Texto de estudio
────────────────────────────────────────
De toda vanidad ya despojado y en una inmensa soledad vivía esos momentos. Pensaba: semental creo que ya nunca lo seré. ¿Y si me quedo sin tener hijos? Decidí implorar porque las consecuencias fueran no tener descendencia, pero nunca la impotencia. Me asaltó la duda de que aquéllos que me observaban pudieran leer mis pensamientos y decidí acompañar a la risa con un ja, ja, tan angustiado como falso.
El sudor, producto del dolor, se me acumulaba en las cejas y pausadamente me resbalaba a los ojos como grotescas lágrimas que nacían de la frente. No tenía fuerzas para limpiarme y me sumía en oscuras meditaciones. ¿Cómo nos atrevemos los hombres a llamarle al aparato reproductor “pistola”, cuando es tan vulnerable?
────────────────────────────────────────
Datos proporcionados
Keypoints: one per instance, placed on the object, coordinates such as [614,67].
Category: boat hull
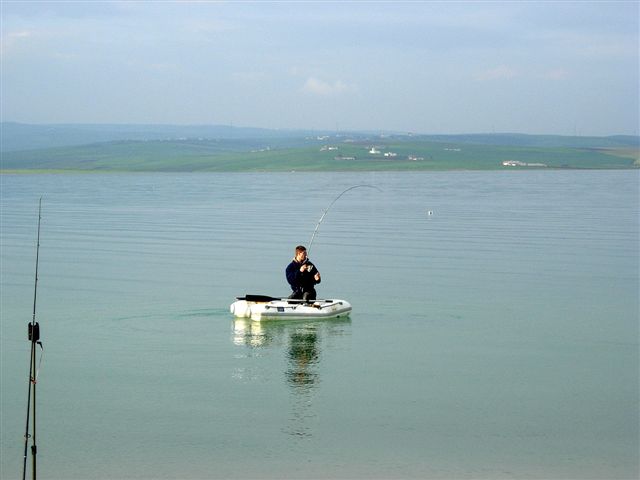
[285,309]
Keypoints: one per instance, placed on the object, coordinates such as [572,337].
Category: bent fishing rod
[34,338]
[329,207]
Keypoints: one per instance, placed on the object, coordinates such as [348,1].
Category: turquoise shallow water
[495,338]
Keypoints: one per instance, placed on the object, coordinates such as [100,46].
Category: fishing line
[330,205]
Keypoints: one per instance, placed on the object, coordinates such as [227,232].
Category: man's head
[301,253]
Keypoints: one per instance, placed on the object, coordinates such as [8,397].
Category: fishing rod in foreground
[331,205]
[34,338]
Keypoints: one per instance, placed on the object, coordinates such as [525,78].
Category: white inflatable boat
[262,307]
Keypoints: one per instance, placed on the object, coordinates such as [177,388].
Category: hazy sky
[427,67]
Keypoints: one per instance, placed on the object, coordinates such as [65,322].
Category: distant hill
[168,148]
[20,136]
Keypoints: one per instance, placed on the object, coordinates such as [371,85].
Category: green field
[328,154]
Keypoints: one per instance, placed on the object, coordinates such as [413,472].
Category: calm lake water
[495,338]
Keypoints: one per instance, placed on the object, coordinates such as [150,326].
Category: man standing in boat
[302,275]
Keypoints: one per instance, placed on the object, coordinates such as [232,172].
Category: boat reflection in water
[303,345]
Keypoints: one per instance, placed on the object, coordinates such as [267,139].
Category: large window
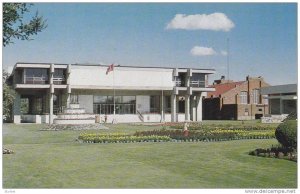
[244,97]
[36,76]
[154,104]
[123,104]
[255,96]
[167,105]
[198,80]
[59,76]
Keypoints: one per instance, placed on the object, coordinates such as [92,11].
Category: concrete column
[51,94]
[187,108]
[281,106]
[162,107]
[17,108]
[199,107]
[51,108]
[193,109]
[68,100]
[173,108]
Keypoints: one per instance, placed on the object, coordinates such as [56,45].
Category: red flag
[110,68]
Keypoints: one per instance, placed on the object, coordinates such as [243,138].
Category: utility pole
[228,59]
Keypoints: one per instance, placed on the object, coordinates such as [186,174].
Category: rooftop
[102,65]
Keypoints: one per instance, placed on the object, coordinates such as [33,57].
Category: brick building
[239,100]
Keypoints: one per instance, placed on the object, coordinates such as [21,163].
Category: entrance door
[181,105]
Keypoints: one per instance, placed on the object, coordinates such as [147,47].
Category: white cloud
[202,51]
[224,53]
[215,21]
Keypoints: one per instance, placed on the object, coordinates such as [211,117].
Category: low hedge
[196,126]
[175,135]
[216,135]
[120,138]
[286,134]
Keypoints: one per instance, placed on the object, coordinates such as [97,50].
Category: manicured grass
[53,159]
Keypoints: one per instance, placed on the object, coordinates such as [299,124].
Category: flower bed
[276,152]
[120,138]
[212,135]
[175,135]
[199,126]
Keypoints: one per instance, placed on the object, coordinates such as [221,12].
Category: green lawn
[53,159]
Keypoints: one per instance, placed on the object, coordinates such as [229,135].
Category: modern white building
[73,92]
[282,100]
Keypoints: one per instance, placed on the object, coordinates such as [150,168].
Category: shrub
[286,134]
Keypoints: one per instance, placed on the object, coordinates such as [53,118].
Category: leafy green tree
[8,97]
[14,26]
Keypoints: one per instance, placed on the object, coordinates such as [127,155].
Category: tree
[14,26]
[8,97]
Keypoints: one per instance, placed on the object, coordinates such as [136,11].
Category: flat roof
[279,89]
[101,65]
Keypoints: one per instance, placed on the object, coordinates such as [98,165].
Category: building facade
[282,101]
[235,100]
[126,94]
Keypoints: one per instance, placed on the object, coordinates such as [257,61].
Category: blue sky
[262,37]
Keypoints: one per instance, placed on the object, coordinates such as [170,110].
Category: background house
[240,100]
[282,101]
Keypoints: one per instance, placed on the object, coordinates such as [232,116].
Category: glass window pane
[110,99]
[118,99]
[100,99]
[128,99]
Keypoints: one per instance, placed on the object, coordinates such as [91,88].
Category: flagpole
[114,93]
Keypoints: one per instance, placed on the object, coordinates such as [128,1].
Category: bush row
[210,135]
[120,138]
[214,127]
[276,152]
────────────────────────────────────────
Requisitos del ejercicio
Copia, por favor, sin cambios el pasaje del texto de estudio que empieza con "De toda vanidad" y sigue hasta "es tan vulnerable?". El listado no tiene ningún papel en esta actividad.

Respuesta del ejercicio
De toda vanidad ya despojado y en una inmensa soledad vivía esos momentos. Pensaba: semental creo que ya nunca lo seré. ¿Y si me quedo sin tener hijos? Decidí implorar porque las consecuencias fueran no tener descendencia, pero nunca la impotencia. Me asaltó la duda de que aquéllos que me observaban pudieran leer mis pensamientos y decidí acompañar a la risa con un ja, ja, tan angustiado como falso.
El sudor, producto del dolor, se me acumulaba en las cejas y pausadamente me resbalaba a los ojos como grotescas lágrimas que nacían de la frente. No tenía fuerzas para limpiarme y me sumía en oscuras meditaciones. ¿Cómo nos atrevemos los hombres a llamarle al aparato reproductor “pistola”, cuando es tan vulnerable?